## GOAL OF THE EXERCISE
Report each line in the records below that contains the word "light", copying every such line in full.

## DATA FOR THIS EXERCISE
-- START --
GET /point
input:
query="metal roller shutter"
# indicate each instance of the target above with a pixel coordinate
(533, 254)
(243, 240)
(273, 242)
-- END --
-- START --
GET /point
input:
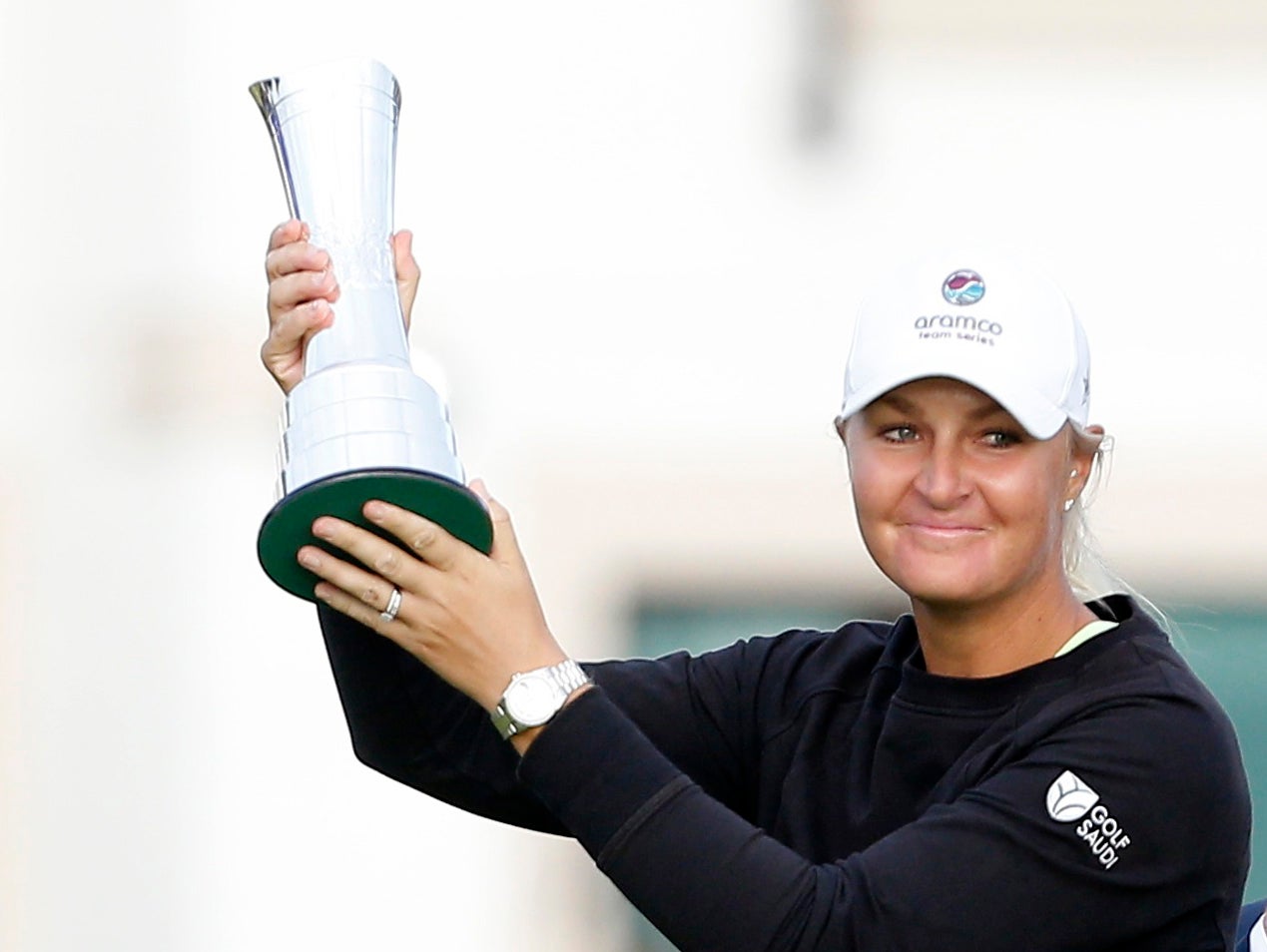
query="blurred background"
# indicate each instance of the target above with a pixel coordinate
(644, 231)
-- END --
-- START --
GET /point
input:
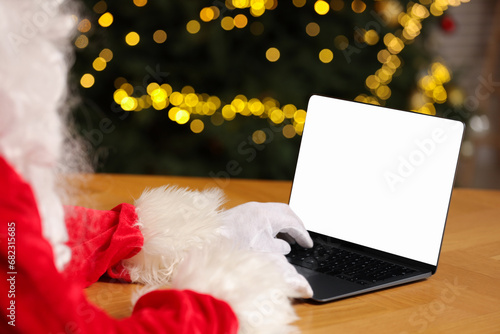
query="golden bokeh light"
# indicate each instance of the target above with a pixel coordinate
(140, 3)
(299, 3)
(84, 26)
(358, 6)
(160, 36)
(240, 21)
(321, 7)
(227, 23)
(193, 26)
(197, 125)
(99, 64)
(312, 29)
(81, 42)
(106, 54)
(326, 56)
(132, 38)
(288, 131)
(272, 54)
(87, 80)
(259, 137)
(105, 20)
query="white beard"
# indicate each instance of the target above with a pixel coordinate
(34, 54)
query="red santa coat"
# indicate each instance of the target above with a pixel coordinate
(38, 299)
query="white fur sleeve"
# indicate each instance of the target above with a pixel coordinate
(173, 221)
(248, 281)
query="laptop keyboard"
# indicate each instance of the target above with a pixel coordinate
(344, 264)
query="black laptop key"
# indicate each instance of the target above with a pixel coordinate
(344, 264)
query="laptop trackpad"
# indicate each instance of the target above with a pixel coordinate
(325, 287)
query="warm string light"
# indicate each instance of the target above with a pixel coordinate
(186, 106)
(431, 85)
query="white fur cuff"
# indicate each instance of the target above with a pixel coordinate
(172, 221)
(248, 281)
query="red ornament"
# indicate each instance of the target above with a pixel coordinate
-- END --
## RESULT OF THIS TASK
query="golden bokeh light"
query="warm string light"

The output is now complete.